[Data entries]
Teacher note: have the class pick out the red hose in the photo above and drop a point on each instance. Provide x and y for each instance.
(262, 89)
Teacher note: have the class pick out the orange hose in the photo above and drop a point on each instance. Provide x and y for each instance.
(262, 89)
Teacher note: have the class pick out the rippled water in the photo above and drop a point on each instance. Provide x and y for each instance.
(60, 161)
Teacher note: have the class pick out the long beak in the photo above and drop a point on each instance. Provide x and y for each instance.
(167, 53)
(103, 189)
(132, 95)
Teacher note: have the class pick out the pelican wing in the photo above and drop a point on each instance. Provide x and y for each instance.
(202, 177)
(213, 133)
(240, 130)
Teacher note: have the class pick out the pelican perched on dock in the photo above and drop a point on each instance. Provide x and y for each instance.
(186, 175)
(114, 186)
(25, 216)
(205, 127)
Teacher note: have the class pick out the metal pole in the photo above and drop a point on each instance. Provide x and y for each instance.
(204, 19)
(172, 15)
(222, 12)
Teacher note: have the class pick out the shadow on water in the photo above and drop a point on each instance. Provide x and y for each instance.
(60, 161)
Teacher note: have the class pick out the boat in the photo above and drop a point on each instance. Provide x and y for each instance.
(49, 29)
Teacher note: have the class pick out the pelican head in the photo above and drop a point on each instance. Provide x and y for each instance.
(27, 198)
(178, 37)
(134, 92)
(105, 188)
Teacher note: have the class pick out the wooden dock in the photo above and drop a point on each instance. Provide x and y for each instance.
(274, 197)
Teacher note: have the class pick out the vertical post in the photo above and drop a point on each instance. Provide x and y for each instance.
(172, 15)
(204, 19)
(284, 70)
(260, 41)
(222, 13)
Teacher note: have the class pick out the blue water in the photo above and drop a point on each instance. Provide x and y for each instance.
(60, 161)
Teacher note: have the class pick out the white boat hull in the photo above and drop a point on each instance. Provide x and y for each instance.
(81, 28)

• WRITTEN TASK
Present the part of the material that opens with the line containing "Teacher note: have the class pick out the wooden" and runs through its final line as a Markdown table with the columns No. and Line, giving each line a row number and skipping blank lines.

• WORKED SOLUTION
| No. | Line |
|---|---|
| 1 | Teacher note: have the class pick out the wooden dock in the photo above and drop a point on each instance. Provide x and y for each instance. |
| 2 | (274, 197) |
| 3 | Teacher note: have the class pick out the vertical post in the photo above and drop a point on each instance. Provide x and y for each instance. |
| 4 | (172, 15) |
| 5 | (204, 19) |
| 6 | (284, 70) |
| 7 | (260, 41) |
| 8 | (222, 13) |
| 9 | Teacher note: have the class pick out the blue water in the photo above and drop a point on each instance. Provide x and y for each instance. |
| 10 | (60, 161) |
| 11 | Teacher note: have the class pick out the white boat hull in the photo above and drop a point on each instance. Provide x and y for each instance. |
| 12 | (81, 28) |